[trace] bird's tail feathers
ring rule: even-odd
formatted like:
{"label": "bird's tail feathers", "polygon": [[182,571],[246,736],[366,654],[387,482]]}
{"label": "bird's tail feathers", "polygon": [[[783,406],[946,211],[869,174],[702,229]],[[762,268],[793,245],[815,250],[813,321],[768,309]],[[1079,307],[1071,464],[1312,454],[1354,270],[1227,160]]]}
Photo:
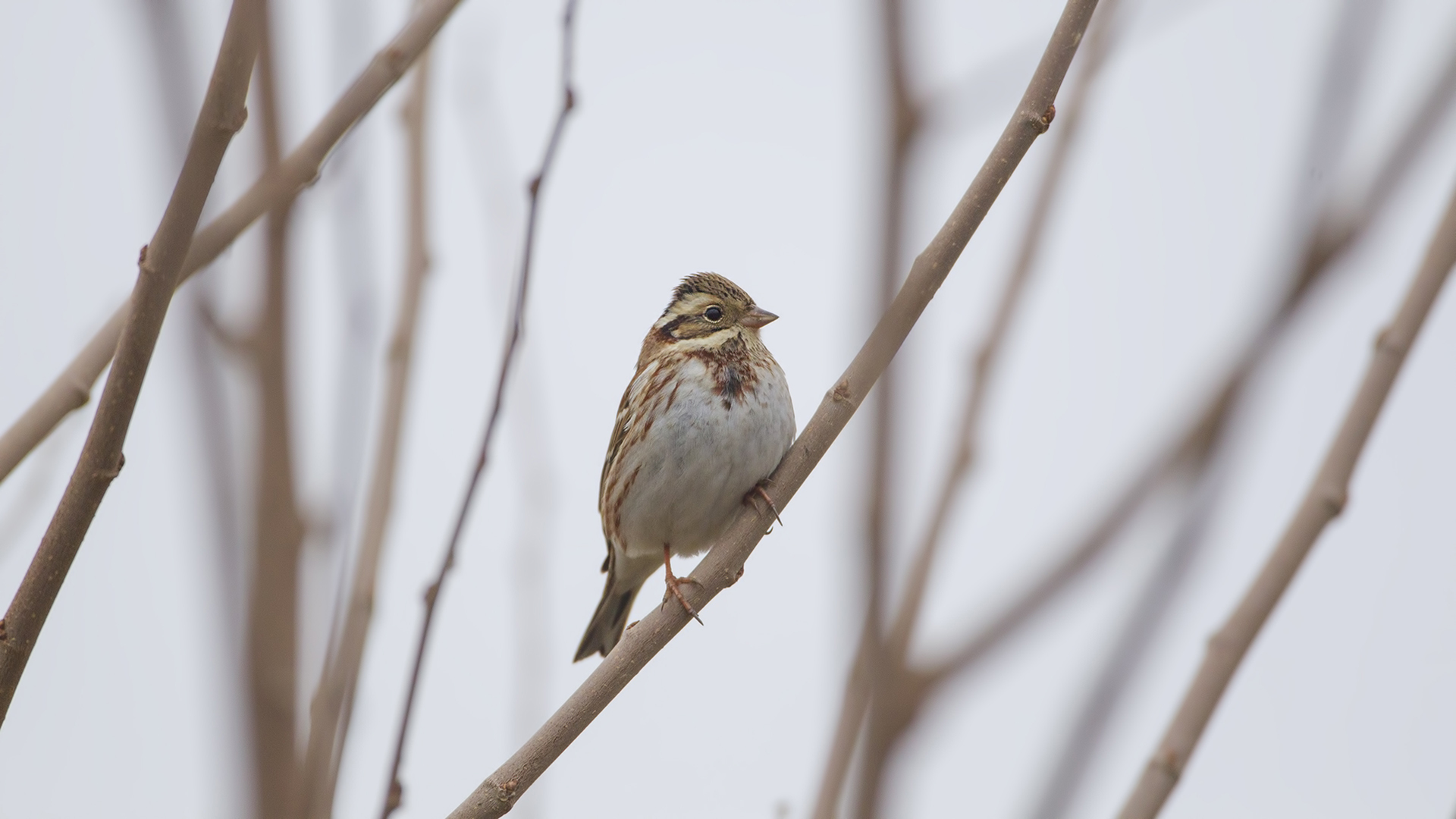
****************************************
• [What to do]:
Rewrite the entries with "tail feathers" changed to "wing feathers" everywhere and everything else unchanged, leaving out the picture.

• [Solution to the exercise]:
[trace] bird's wing feathers
ring rule: even-odd
formatted like:
{"label": "bird's wing feathers", "polygon": [[182,571],[246,736],[366,654],[387,482]]}
{"label": "bird's wing feathers", "polygon": [[[783,406],[946,211],[869,174],[702,229]],[[762,268],[793,245],[815,250],[813,321],[768,309]],[[1079,307],[1071,464],[1312,454],[1354,270],[1227,160]]]}
Photo:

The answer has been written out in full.